**Source data**
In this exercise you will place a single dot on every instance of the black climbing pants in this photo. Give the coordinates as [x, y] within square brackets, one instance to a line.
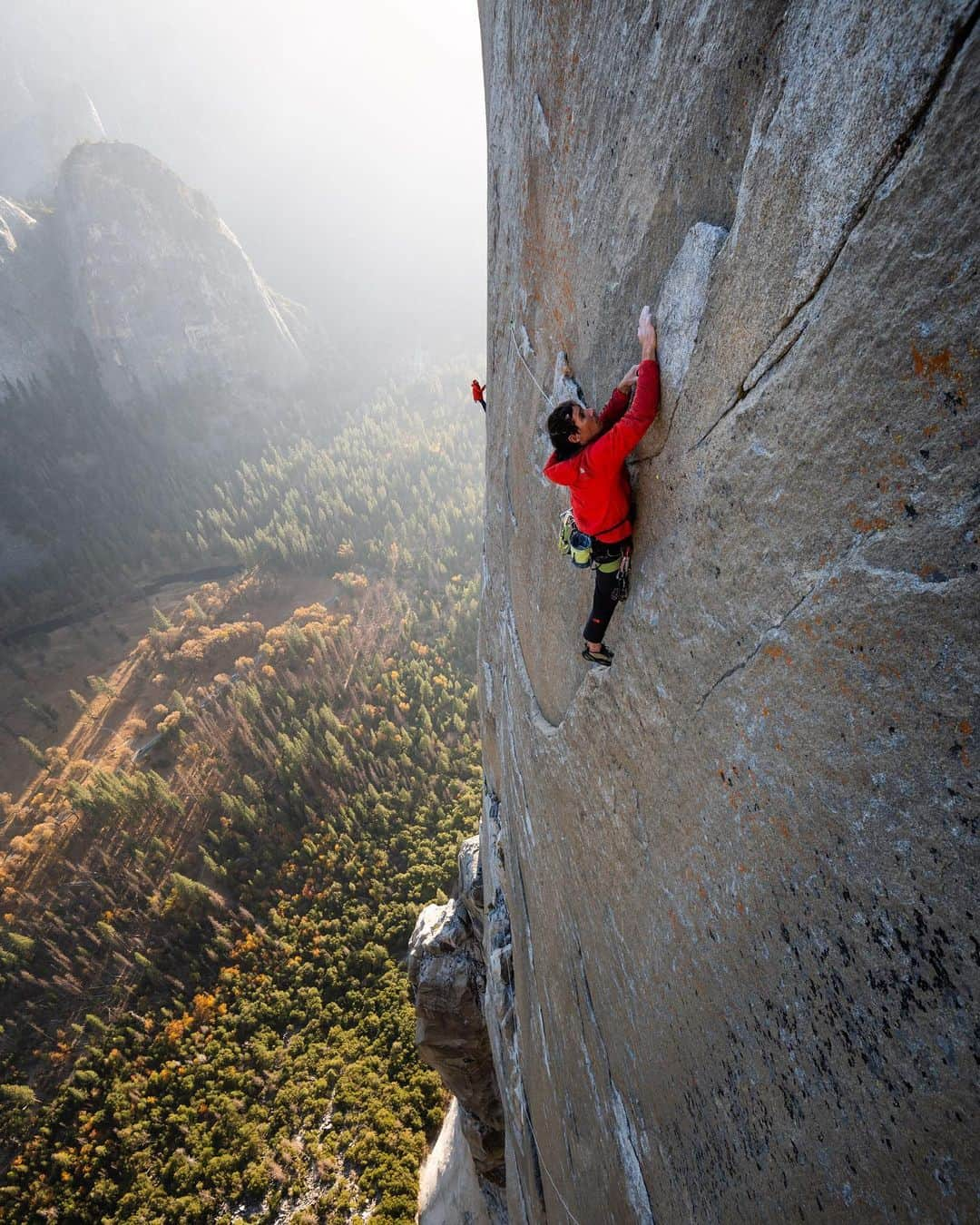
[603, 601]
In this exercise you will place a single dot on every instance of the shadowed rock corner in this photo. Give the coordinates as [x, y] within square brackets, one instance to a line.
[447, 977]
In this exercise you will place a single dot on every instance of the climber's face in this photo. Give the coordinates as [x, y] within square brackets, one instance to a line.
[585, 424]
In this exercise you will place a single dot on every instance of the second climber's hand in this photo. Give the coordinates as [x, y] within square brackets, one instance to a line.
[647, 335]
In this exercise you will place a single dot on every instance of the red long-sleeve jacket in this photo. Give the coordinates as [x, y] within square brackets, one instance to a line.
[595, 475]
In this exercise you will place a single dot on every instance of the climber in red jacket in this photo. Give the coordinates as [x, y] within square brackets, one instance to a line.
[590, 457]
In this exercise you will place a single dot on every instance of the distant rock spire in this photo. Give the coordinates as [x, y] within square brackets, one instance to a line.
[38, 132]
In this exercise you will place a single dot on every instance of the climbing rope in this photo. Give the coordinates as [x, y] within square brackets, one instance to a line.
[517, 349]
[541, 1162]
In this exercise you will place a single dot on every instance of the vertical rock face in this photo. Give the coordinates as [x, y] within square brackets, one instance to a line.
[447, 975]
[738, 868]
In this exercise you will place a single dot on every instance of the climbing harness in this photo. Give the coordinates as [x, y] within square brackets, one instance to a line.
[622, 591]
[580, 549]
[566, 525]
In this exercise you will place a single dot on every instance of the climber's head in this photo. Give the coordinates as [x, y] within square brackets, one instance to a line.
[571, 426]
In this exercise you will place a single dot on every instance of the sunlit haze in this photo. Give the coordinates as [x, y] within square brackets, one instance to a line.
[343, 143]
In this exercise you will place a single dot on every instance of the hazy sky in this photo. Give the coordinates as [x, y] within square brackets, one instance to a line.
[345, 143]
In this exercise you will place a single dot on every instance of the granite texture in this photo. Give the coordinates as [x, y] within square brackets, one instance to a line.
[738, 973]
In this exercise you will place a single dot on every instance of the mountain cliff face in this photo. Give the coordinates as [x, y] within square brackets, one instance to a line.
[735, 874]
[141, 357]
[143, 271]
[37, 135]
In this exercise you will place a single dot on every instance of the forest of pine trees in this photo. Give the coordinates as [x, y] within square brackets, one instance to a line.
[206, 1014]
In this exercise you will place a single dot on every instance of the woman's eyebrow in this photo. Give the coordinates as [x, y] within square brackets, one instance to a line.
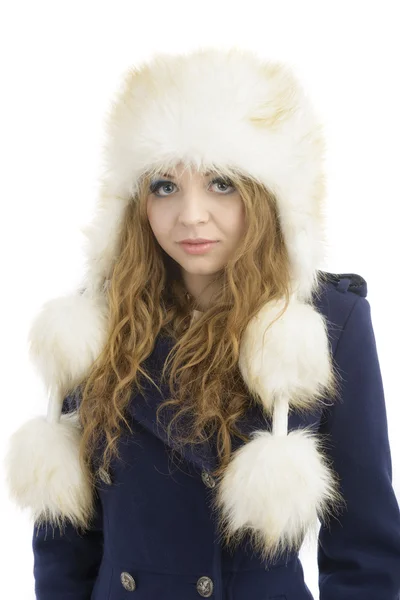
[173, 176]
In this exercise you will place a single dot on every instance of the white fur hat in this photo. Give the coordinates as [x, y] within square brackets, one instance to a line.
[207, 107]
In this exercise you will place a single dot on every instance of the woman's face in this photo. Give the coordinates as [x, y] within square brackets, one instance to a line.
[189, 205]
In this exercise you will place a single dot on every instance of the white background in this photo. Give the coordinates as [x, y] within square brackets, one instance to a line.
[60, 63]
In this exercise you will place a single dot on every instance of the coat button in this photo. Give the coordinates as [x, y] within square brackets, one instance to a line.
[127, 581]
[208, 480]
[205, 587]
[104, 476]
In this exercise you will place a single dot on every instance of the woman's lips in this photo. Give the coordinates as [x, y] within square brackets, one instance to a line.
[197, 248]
==
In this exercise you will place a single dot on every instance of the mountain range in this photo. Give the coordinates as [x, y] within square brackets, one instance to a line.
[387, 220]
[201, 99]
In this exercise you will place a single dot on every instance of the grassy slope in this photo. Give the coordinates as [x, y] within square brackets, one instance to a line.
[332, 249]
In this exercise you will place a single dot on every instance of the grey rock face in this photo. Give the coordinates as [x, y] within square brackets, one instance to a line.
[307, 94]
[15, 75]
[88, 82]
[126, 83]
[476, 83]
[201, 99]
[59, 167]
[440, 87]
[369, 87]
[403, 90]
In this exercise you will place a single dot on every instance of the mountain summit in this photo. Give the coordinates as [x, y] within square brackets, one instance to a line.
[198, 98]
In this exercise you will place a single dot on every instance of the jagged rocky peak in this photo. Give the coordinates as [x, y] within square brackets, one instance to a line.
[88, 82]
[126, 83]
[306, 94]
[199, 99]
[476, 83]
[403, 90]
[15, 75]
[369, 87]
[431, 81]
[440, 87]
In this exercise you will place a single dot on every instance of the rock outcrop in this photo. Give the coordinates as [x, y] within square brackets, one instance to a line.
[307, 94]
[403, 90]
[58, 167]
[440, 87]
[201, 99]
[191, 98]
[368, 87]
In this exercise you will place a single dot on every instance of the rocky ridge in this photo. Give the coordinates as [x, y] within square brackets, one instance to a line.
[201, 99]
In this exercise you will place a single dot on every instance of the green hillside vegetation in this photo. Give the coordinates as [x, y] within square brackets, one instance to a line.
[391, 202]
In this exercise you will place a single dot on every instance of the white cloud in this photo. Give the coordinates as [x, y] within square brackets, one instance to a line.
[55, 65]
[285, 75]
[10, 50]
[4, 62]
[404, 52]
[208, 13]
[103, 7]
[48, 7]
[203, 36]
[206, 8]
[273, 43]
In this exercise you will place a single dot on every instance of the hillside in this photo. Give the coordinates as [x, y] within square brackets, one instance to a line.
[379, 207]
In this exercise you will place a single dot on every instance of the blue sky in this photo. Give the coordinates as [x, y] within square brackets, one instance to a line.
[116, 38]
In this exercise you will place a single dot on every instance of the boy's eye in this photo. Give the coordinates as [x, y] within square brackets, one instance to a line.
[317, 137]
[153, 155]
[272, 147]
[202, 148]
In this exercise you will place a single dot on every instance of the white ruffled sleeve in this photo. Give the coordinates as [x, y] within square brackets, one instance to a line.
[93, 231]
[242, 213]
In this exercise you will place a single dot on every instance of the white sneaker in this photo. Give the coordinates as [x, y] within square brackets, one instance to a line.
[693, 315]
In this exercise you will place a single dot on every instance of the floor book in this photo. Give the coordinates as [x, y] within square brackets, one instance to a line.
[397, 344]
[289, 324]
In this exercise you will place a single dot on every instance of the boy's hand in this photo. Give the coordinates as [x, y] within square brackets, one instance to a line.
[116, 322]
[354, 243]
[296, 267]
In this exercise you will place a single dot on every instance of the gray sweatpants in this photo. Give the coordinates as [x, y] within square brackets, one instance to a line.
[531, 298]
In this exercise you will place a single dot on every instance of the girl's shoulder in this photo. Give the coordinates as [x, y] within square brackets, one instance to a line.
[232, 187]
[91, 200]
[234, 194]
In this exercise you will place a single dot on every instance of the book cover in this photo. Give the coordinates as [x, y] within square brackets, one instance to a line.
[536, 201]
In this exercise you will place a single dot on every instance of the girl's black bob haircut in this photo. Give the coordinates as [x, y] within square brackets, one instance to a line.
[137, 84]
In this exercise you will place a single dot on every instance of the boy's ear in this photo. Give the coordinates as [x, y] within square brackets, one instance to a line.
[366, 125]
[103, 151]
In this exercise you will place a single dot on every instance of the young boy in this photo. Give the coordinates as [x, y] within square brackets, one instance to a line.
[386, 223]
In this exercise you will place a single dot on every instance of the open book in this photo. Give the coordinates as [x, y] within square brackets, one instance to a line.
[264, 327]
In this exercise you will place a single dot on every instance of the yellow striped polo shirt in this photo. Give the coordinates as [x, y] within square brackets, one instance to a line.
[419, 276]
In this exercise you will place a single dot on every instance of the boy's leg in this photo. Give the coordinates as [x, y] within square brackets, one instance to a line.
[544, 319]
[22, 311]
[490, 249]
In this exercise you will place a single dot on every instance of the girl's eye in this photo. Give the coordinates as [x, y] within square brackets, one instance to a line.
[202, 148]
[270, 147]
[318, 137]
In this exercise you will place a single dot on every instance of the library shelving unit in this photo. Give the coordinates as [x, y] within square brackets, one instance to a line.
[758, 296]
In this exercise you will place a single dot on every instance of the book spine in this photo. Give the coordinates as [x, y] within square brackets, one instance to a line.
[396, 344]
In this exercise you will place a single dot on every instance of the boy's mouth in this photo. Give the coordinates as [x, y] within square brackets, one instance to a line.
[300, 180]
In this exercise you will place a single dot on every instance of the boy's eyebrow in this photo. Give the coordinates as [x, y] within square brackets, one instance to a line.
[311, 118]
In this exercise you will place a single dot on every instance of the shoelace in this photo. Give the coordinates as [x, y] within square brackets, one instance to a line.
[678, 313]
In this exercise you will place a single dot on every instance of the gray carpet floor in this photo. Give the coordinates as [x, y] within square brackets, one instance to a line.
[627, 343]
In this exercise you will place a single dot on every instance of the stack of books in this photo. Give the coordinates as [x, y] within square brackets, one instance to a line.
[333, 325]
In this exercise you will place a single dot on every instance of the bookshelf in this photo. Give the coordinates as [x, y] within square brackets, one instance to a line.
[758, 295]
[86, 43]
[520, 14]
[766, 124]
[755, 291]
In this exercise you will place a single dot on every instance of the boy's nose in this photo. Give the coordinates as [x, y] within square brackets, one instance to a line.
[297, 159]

**Set exercise**
List verbatim every line in the items above that contains the string "sleeve".

**Final result**
In this exercise you will place a single dot on every instance of the red long-sleeve jacket in this photo. Give the coordinates as [x, y] within square brackets, one instance to a line.
In this exercise you will place a single dot on every instance of the white ruffled sleeve in this photo. Give the coordinates as [x, y] within square brackets, one instance to a line.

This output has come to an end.